= Reading Anthracite Company =

The logo of the Reading Anthracite Company

Reading Anthracite Company is a coal mining company based in Pottsville, Pennsylvania in the United States. It mainly mines anthracite coal in the Coal Region of eastern Pennsylvania.
== Reading Anthracite Company ==

Reading Anthracite Company is a privately held producer and processor of anthracite carbon headquartered in Pottsville, Pennsylvania, United States. The company is one of the largest anthracite producers in the country and operates an integrated network of surface mines, coal preparation plants, thermal coal-drying facilities, and logistics infrastructure across the Pennsylvania Anthracite Region.

Founded as part of the historic Philadelphia and Reading coal enterprise and acquired in 1961 by Italian-born industrialist John B. Rich, the company has remained under continuous family ownership for more than six decades and is currently operated under third- and fourth-generation management.

Reading Anthracite controls extensive anthracite reserves and supplies carbon products to domestic and international industrial markets, including steelmaking, ferroalloy and silicon production, filtration, energy generation, and specialty carbon applications.

The company’s operations include large-scale surface mining, coal cleaning, sizing, and drying, rail-served loading terminals, and access to Atlantic port facilities for export shipments. In addition to mining and processing, affiliated operations include waste-coal power generation and land reclamation and post-mining land use, including the development of recreational and energy facilities on restored mine lands.
== History ==
=== Origins in the Reading coal-and-rail system (1830s–1871) ===
The corporate lineage associated with Reading Anthracite traces to the Philadelphia and Reading Rail Road, chartered in 1833 to transport anthracite from Pennsylvania’s Coal Region to markets in Reading and Philadelphia via the Schuylkill Valley corridor. During the mid‑19th century, the Reading expanded its rail network and developed major tidewater coal‑handling infrastructure at Port Richmond in Philadelphia, enabling large‑scale domestic distribution and export of anthracite.

As anthracite became central to residential heating and industrial energy use in the northeastern United States, the Reading pursued a strategy of vertical integration, seeking not only to transport coal but also to control production and long‑term reserves through direct ownership of mining properties and collieries.

=== Formation of Philadelphia & Reading Coal & Iron and reserve accumulation (1871–early 1900s) ===
In 1871, these mining interests were formally organized under the Philadelphia & Reading Coal & Iron Company (often abbreviated P&R C&I). The new entity consolidated coal lands, collieries, and related industrial assets across the Anthracite Region and became one of the largest holders of anthracite reserves in the United States.

Objective — Can you pick up the Reading Anthracite Company article right after its last sentence and keep writing it?

Data extract —

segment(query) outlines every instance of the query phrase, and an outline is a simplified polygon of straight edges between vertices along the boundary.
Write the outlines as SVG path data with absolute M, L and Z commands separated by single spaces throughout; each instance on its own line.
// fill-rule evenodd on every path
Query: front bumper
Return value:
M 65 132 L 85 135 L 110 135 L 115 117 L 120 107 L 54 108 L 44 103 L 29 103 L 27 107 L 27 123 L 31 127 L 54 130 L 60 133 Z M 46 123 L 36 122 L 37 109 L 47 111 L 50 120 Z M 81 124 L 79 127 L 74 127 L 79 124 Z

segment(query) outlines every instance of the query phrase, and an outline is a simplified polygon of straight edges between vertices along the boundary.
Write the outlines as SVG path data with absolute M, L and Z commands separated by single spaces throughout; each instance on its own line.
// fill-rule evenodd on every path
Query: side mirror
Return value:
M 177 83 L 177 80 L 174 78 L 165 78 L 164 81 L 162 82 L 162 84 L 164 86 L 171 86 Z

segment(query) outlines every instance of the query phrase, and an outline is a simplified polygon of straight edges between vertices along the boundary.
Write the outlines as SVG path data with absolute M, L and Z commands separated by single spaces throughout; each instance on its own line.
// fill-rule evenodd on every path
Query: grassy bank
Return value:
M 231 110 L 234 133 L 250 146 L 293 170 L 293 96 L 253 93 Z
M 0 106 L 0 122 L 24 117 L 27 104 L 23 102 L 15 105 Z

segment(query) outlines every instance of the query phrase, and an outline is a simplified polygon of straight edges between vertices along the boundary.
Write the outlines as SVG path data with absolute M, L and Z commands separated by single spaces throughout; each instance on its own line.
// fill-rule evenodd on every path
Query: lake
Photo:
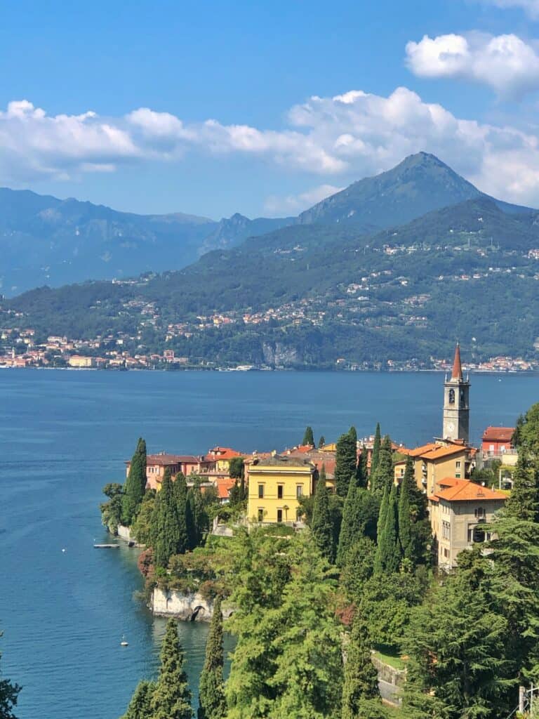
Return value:
M 149 452 L 246 452 L 382 433 L 419 444 L 441 431 L 439 373 L 0 371 L 0 640 L 5 677 L 24 687 L 19 719 L 117 719 L 157 666 L 164 621 L 135 596 L 137 551 L 106 541 L 98 509 Z M 471 433 L 511 426 L 539 401 L 533 375 L 471 377 Z M 65 551 L 63 551 L 65 549 Z M 207 626 L 180 623 L 196 690 Z M 119 646 L 122 635 L 128 647 Z M 230 644 L 229 644 L 230 646 Z

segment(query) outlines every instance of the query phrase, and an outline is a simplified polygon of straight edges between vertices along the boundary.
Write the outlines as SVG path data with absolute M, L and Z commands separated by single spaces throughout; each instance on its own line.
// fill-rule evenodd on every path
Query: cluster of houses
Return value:
M 407 457 L 412 458 L 415 482 L 428 498 L 438 564 L 444 568 L 453 567 L 459 552 L 464 549 L 489 539 L 481 525 L 490 521 L 503 506 L 517 460 L 511 441 L 512 427 L 488 427 L 481 448 L 471 446 L 469 390 L 469 379 L 463 375 L 457 346 L 451 376 L 446 376 L 444 383 L 443 436 L 413 449 L 392 445 L 396 484 L 404 476 Z M 357 443 L 358 461 L 361 454 L 367 452 L 368 467 L 374 444 L 374 436 Z M 295 446 L 280 453 L 248 454 L 216 446 L 200 457 L 149 454 L 147 486 L 159 490 L 165 470 L 168 468 L 172 475 L 183 472 L 188 481 L 190 477 L 200 477 L 203 489 L 215 487 L 219 500 L 226 503 L 236 481 L 231 477 L 231 462 L 241 457 L 248 487 L 248 521 L 260 524 L 284 523 L 300 528 L 303 526 L 300 498 L 314 494 L 323 467 L 327 486 L 334 491 L 336 454 L 335 444 L 318 448 L 312 445 Z M 469 479 L 472 470 L 493 459 L 502 460 L 501 465 L 497 464 L 499 477 L 496 488 Z M 126 465 L 129 471 L 129 462 Z

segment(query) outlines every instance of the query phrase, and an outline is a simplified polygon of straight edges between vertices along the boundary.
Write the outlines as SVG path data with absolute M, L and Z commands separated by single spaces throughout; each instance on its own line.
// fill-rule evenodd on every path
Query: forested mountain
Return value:
M 430 171 L 433 158 L 422 157 Z M 179 271 L 42 288 L 5 301 L 0 329 L 121 337 L 132 354 L 169 347 L 217 364 L 428 365 L 456 336 L 476 359 L 535 357 L 537 257 L 539 212 L 477 193 L 382 230 L 302 222 Z

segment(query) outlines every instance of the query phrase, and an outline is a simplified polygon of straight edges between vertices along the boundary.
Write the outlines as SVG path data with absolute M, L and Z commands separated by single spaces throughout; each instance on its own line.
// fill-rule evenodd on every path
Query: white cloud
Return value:
M 299 195 L 287 195 L 285 197 L 270 195 L 264 206 L 270 215 L 298 214 L 343 189 L 334 185 L 318 185 Z
M 407 44 L 406 60 L 419 77 L 471 80 L 506 98 L 539 89 L 539 54 L 514 35 L 425 35 Z
M 483 0 L 483 3 L 502 8 L 520 7 L 530 17 L 539 17 L 539 0 Z
M 0 183 L 58 180 L 114 172 L 134 163 L 185 162 L 186 154 L 241 155 L 277 163 L 288 173 L 318 175 L 312 195 L 270 198 L 279 212 L 301 209 L 331 193 L 343 179 L 387 170 L 425 150 L 482 190 L 539 205 L 539 138 L 535 132 L 455 116 L 400 87 L 387 97 L 351 91 L 313 96 L 290 109 L 282 130 L 215 119 L 188 123 L 147 108 L 118 118 L 93 112 L 50 116 L 27 101 L 0 111 Z M 193 157 L 190 161 L 193 161 Z

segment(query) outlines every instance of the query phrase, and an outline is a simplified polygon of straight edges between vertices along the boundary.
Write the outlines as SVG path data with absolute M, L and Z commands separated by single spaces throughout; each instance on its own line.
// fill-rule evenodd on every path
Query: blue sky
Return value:
M 0 184 L 295 214 L 438 155 L 539 206 L 539 0 L 0 6 Z

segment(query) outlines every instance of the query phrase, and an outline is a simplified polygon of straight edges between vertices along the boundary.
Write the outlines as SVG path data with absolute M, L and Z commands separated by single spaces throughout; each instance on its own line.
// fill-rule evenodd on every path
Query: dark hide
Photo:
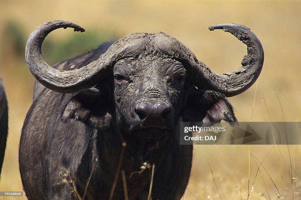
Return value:
M 55 67 L 79 68 L 102 52 Z M 129 199 L 145 199 L 148 194 L 151 168 L 129 178 L 144 162 L 155 164 L 153 199 L 180 199 L 188 184 L 193 147 L 179 145 L 179 122 L 236 121 L 224 97 L 196 88 L 186 78 L 183 64 L 148 52 L 118 61 L 113 76 L 75 93 L 58 93 L 36 84 L 19 151 L 29 199 L 76 199 L 73 183 L 82 198 L 95 163 L 85 199 L 108 199 L 124 142 L 121 169 Z M 113 199 L 124 198 L 120 172 Z
M 6 146 L 8 122 L 8 109 L 4 88 L 0 79 L 0 174 Z

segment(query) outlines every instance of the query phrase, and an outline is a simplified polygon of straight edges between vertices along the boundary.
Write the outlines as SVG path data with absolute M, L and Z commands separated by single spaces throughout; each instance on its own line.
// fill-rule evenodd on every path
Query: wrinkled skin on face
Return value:
M 139 164 L 150 159 L 153 150 L 172 142 L 183 103 L 185 72 L 180 62 L 149 53 L 115 64 L 113 118 L 121 136 L 135 147 Z
M 157 57 L 141 55 L 114 66 L 116 115 L 122 126 L 119 128 L 125 134 L 144 129 L 146 135 L 150 127 L 174 131 L 183 104 L 186 70 L 179 62 Z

Task result —
By the early 20th century, P&R’s coal estate had reached exceptional scale. In United States v. Reading Co. (1920), the U.S. Supreme Court described the company’s holdings as totaling approximately 91,149 acres (142 square miles) of coal lands, representing a significant share of the anthracite fields in eastern Pennsylvania.

=== Labor, regulation, and corporate reorganization (late 1800s–1956) ===
The Reading system’s integrated coal‑and‑rail structure developed during a period of intense labor conflict and increasing federal regulation of railroads and mineral monopolies. Antitrust policy and Interstate Commerce Commission oversight gradually reshaped the permissible relationship between transportation networks and resource ownership.

Following financial reorganizations in the late 19th century, a Reading Company holding structure was established in 1896 to consolidate the railroad and coal subsidiaries. Through the first half of the 20th century, the coal business remained a core asset within the broader Reading corporate family, even as long‑term demand patterns for anthracite began to change.

By the mid‑1950s, the parent enterprise had reorganized as a diversified holding company known as Philadelphia & Reading Corporation, with anthracite operations held through subsidiary entities.

=== 1956–1958: Consolidation of coal assets within Reading Anthracite ===
Federal tax court records document a major internal restructuring of the coal business during this period. Beginning January 1, 1956, Reading Anthracite Company functioned as the operating subsidiary responsible for mining, processing, marketing, and distribution, performing these services for the parent corporation under a contractual fee arrangement.

On January 1, 1958, Philadelphia & Reading Corporation transferred substantially all properties connected with its coal business—including mining lands, preparation facilities, and related assets—to Reading Anthracite Company in exchange for 7,000 shares of common stock and $10 million in secured securities, while retaining more than 99 percent ownership.

=== Investment control and the Graham–Newman period ===
During the mid‑1950s, Philadelphia & Reading Corporation came under the influence of the Graham–Newman Partnership, the investment firm associated with Benjamin Graham and a young Warren Buffett. Contemporary financial reporting and later biographical accounts describe the company as an asset‑rich, cash‑generating enterprise with extensive anthracite landholdings and favorable tax attributes.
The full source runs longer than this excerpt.